> [TASK BRIEF] Rewrite every line of the rows, requests included, from the line holding "Where is the wood grain" through the end of the rows, inclusive. Scale only the bounding box coordinates in the answers by 0.9 and round each to a whole number, with halves rounding up, while leaving the requests and their format samples unchanged.

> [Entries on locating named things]
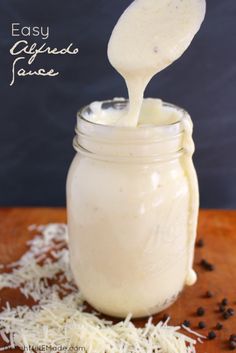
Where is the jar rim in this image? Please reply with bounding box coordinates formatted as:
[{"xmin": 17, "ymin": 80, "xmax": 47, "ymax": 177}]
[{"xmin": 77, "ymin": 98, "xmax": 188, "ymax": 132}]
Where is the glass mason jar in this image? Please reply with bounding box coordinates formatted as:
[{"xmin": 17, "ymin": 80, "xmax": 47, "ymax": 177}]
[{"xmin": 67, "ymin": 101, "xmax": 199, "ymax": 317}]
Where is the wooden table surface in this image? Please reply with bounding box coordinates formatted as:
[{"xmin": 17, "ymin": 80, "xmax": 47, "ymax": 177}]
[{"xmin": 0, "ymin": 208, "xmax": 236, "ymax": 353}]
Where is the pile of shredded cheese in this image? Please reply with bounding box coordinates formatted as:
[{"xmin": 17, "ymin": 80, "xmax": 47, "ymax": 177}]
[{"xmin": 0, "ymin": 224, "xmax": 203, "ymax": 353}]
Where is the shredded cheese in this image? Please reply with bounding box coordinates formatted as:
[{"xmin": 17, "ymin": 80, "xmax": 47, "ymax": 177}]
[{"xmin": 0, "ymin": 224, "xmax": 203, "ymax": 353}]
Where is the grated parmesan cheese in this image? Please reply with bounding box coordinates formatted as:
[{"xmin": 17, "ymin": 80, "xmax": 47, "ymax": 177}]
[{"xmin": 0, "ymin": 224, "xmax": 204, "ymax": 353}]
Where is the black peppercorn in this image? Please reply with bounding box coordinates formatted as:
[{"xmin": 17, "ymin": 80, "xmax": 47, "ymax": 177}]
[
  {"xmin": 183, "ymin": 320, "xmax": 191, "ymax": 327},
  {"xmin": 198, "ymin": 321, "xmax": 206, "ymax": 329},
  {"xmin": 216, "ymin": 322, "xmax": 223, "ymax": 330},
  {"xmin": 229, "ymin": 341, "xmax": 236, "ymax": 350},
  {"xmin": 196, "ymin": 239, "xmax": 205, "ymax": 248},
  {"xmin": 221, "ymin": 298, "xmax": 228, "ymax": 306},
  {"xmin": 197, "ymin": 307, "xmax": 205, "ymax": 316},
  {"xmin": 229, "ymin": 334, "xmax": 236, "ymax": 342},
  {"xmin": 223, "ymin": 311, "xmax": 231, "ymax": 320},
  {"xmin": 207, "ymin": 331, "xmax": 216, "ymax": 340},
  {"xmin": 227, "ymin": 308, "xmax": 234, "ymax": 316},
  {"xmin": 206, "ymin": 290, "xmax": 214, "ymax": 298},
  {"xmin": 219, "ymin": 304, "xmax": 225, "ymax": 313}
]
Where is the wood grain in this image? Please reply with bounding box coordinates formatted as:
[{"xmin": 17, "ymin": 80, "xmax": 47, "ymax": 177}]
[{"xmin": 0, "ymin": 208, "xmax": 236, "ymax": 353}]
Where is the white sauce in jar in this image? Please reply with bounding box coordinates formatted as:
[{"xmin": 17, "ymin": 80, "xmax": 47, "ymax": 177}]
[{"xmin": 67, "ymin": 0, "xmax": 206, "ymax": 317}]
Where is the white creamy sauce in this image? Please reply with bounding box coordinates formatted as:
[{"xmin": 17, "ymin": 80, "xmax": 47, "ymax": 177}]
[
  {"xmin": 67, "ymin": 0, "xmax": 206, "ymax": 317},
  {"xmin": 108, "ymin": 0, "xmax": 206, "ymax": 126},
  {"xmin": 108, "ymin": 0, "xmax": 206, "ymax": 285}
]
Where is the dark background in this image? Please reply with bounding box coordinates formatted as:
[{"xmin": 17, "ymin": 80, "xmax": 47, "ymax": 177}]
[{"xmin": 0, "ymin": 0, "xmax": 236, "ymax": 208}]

> [RESULT OF THIS EXERCISE]
Where is the wood grain in this image? Please reply with bounding box coordinates formatted as:
[{"xmin": 17, "ymin": 80, "xmax": 47, "ymax": 177}]
[{"xmin": 0, "ymin": 187, "xmax": 212, "ymax": 318}]
Where is the white sauce in jar in this image? Please reply with bounding box coordinates formatted as:
[{"xmin": 17, "ymin": 80, "xmax": 47, "ymax": 177}]
[{"xmin": 60, "ymin": 0, "xmax": 185, "ymax": 285}]
Where is the white creamy sauce in this image? Please reply with bounding box coordinates formatted as:
[{"xmin": 17, "ymin": 80, "xmax": 47, "ymax": 177}]
[
  {"xmin": 60, "ymin": 0, "xmax": 185, "ymax": 285},
  {"xmin": 97, "ymin": 0, "xmax": 185, "ymax": 113},
  {"xmin": 97, "ymin": 0, "xmax": 185, "ymax": 257}
]
Where is the dark background in this image? Please reply with bounding box coordinates formatted as:
[{"xmin": 17, "ymin": 80, "xmax": 47, "ymax": 177}]
[{"xmin": 0, "ymin": 0, "xmax": 212, "ymax": 187}]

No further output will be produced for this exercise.